***** DATA TO EXAMINE *****

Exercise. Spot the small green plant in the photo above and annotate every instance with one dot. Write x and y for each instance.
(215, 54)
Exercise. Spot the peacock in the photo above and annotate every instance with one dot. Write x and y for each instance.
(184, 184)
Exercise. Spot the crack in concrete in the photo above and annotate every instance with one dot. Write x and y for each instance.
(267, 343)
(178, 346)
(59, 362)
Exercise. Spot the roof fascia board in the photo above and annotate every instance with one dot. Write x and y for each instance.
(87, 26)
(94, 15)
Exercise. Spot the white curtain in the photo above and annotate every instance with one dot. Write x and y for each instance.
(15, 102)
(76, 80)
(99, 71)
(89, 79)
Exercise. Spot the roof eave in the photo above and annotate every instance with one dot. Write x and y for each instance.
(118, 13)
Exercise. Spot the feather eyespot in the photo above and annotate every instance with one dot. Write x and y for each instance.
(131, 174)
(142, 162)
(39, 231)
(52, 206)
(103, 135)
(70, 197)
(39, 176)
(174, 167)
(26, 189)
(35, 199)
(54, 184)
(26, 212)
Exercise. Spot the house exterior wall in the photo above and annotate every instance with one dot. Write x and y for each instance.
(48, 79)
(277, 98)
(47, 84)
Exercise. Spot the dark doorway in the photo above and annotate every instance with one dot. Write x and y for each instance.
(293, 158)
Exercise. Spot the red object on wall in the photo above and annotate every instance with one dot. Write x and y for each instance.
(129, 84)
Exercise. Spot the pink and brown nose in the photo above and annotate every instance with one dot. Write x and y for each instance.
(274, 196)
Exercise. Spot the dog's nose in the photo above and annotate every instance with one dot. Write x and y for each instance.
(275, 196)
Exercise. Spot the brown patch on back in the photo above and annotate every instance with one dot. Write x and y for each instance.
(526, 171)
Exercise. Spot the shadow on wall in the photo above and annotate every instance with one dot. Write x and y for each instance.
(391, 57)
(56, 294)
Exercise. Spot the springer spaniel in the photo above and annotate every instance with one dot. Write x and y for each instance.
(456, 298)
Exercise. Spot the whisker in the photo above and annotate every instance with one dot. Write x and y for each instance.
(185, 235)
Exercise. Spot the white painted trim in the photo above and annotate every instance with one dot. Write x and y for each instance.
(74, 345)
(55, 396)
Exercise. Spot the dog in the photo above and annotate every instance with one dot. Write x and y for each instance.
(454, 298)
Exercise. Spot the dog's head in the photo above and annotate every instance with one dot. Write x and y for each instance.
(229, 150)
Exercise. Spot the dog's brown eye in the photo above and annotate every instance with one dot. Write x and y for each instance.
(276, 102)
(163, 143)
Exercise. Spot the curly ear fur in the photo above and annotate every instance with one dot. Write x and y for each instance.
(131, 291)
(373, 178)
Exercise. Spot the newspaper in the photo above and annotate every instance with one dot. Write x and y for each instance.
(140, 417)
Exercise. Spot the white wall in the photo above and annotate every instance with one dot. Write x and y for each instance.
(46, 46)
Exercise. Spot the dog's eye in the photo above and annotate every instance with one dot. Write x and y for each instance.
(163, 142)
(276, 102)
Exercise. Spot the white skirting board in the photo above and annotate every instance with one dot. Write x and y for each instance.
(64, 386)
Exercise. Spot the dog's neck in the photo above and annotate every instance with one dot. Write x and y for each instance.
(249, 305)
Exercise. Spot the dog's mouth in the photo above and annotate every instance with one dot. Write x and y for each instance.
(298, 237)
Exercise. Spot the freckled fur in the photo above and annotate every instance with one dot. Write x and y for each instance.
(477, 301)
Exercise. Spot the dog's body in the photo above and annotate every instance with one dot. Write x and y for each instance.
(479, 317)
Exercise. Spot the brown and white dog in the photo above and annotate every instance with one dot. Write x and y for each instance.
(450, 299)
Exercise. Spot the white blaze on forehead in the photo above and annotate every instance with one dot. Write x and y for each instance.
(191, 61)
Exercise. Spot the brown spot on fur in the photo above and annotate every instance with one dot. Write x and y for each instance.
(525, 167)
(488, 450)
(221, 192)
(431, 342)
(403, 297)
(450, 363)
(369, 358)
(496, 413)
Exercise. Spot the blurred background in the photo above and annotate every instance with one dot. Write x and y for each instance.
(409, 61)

*****

Every line from the one containing "Exercise. Spot the white blaze" through the end of the data must be repeated exactly, and no other line.

Exercise. Spot the white blaze on forehead in the photo above and annotate every instance with one dot. Write x and y for each instance.
(191, 61)
Exercise. Spot the brown spot on fur in the photo above and annotate every instance with one dot. Write x and y for each instance.
(525, 167)
(488, 450)
(221, 192)
(431, 342)
(403, 297)
(450, 363)
(369, 358)
(496, 413)
Exercise. Spot the blurred background in the photo above and annotate every instance with one dot. Write x and y for each instance.
(409, 61)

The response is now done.